→ What to do: Start to finish, copy the data exactly.

Stored items
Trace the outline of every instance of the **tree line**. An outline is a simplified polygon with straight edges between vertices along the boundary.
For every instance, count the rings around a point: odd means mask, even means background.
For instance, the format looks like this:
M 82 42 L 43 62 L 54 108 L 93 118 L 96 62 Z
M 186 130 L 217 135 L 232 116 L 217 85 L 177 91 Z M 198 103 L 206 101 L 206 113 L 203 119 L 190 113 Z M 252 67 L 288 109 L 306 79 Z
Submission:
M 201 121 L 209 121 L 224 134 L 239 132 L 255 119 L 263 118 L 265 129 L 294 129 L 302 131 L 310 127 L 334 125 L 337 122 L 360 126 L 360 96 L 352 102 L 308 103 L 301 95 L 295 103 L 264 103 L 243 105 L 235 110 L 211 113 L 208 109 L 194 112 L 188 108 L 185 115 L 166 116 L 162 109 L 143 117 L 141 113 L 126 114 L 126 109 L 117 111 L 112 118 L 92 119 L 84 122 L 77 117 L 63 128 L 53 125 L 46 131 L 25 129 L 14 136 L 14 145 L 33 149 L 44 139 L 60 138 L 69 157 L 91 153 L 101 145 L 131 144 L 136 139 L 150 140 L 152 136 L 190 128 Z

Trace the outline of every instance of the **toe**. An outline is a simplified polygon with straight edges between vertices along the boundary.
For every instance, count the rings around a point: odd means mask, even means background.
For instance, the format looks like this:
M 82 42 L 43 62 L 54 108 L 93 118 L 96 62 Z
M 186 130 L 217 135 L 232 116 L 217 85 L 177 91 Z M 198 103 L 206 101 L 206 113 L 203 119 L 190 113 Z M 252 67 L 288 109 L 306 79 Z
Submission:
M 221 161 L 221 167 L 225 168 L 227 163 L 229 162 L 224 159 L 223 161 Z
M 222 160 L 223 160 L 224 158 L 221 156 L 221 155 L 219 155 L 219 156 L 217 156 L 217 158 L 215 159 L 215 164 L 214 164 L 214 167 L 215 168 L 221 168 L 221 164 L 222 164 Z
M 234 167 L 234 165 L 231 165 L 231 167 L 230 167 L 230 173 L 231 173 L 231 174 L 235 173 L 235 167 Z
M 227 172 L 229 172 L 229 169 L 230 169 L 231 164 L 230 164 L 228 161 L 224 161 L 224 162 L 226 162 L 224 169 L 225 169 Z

→ Problem solution:
Trace the outline of every instance of the **tree line**. An outline is a simplified polygon with straight edges between vertices along the boundary.
For every instance, count the rings around a point: odd means mask, even means background.
For instance, the format looks like this:
M 82 42 L 43 62 L 54 108 L 93 118 L 96 62 Z
M 186 130 L 217 135 L 232 116 L 217 85 L 177 91 Z M 198 103 L 206 101 L 206 113 L 203 119 L 190 113 Z M 252 67 L 288 109 L 306 79 Z
Submission:
M 201 121 L 209 121 L 224 134 L 239 132 L 255 119 L 263 118 L 265 129 L 294 129 L 302 131 L 310 127 L 334 125 L 337 122 L 360 126 L 360 96 L 352 102 L 308 103 L 301 95 L 295 103 L 264 103 L 243 105 L 235 110 L 211 113 L 208 109 L 194 112 L 188 108 L 185 115 L 166 116 L 162 109 L 143 117 L 141 113 L 126 114 L 126 109 L 117 111 L 112 118 L 92 119 L 84 122 L 77 117 L 63 128 L 53 125 L 46 131 L 25 129 L 14 136 L 14 145 L 33 149 L 44 139 L 60 138 L 69 157 L 91 153 L 101 145 L 131 144 L 136 139 L 150 140 L 152 136 L 190 128 Z

Trace the outline of every instance of the **toe**. An outline is a simplified polygon with straight edges between vertices along the boundary.
For every instance, count the rings around a point: odd means mask, even means background.
For instance, the format looks like this:
M 82 42 L 43 62 L 54 108 L 93 118 L 96 62 Z
M 186 130 L 217 135 L 232 116 L 217 85 L 177 91 Z M 198 103 L 206 101 L 206 113 L 203 119 L 190 113 Z M 252 67 L 288 109 L 306 79 Z
Submission:
M 221 161 L 221 167 L 225 168 L 227 163 L 229 162 L 224 159 L 223 161 Z
M 222 160 L 223 160 L 224 158 L 221 156 L 221 155 L 219 155 L 219 156 L 217 156 L 217 158 L 215 159 L 215 164 L 214 164 L 214 167 L 215 168 L 221 168 L 221 164 L 222 164 Z
M 234 167 L 234 165 L 231 165 L 231 167 L 230 167 L 230 173 L 231 173 L 231 174 L 235 173 L 235 167 Z
M 227 172 L 229 172 L 229 169 L 230 169 L 231 164 L 230 164 L 228 161 L 224 161 L 224 162 L 226 162 L 224 169 L 225 169 Z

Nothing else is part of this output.